§ Source excerpt:
# Cooking is Poetry and Love



## chef david simpson (Sep 25, 2000)

Cooking is poetry and love
Ad some spice and warmth from above
Fire of life will make your feast
And sooth the soul of a hungry beast

Come down from your cloud 
For an artful chef, far to proud 
those in need of your helping start 
Will soon enjoy a soup made from the heart

Please help the homeless this holiday season and give them a little hope!

[This message has been edited by Chef David Simpson (edited 11-09-2000).]


----------



## chef david simpson (Sep 25, 2000)

Spread the word my friends. Help people remember why we are in this business. Let them know that cooking is feed the masses not just the "well-to-do"! Help a shelter in your area.


----------



## chef david simpson (Sep 25, 2000)

Does anyone agree?

[This message has been edited by Chef David Simpson (edited 11-13-2000).]


----------



## m brown (May 29, 1999)

Oui chef!

Give time, food and money 'cause we are all humans.

I will be cooking for a shelter once a month starting in Jan. I love doing it because you are feeding humanity when you help out another soul. Plus you gain insight into different customs, these are folks with pasts and traditions and we try to protect and accomidate that.


----------



## chef david simpson (Sep 25, 2000)

I work on Christmas morning and do a dinner that same night. Some chefs seem to belittle the homeless people, I think their not very true to their profession. The ones who cook with passion and fury are the ones I commend and respect the most. Thank you m brown. It's people like you who make life worth living.


----------



## unichef (Aug 14, 2000)

We do the Coalition for the Homeless here in Orlando once a month. The chef there tells me that during the holidays they have so much food and help that they can't even use it all. Then the rest of the year they are scrapping the bottom of the barrel. 

It's great to help the homeless and those in need, just remember them the rest of the year also.


----------



## mezzaluna (Aug 29, 2000)

§ Supplied information:
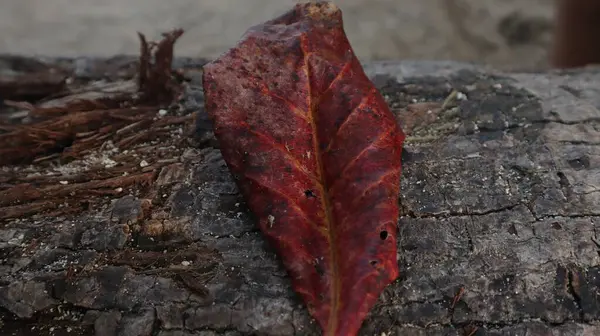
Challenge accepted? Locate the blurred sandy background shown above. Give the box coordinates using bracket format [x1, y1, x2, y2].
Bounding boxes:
[0, 0, 554, 69]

§ Task list:
a) Revise the forum thread on cooking for the homeless between "## m brown (May" and "and accomidate that.", inclusive, replacing "shelter" with "soup kitchen".
b) Extend the forum thread on cooking for the homeless, picking up after its final line.

§ Final answers:
a)
## m brown (May 29, 1999)

Oui chef!

Give time, food and money 'cause we are all humans.

I will be cooking for a soup kitchen once a month starting in Jan. I love doing it because you are feeding humanity when you help out another soul. Plus you gain insight into different customs, these are folks with pasts and traditions and we try to protect and accomidate that.

b)
What a great poem, Chef David. My former synagogue was so small that we couldn't take weekly duty at the local soup kitchen, so we took all the Christian holidays (and then some) and made the meals for about 150-200 people. I was in charge for 5 years. It was so satisfying to come in at 8 a.m., having shopped the previous day, to prepare homemade soup, baked turkey or ham, potatoes, etc. for the meal. I got to use a 10-burner range (do they call that a piano??) and all the 'real' kitchen equipment to my heart's content. I also fed the volunteers. I had an old, grizzled guy grabbed me by the arm as I ladled soup- he told me fiercely to give his compliments to the chef! But the feeling of doing something right is at least as warming as a bowl of soup.


----------



## mudbug (Dec 30, 1999)

Very good poem.

UniChef has a good point about the rest of the year.

This is somewhat related to the topic of "Chefs Helping Others" at http://www.cheftalkcafe.com/ubb/Forum3/HTML/000225.html


----------



## pastachef (Nov 19, 1999)

I very much love your poem, Chef David. I just found it. It's weird how some boards come up that never came up on my screen before.


----------



## french dough (Jul 13, 2012)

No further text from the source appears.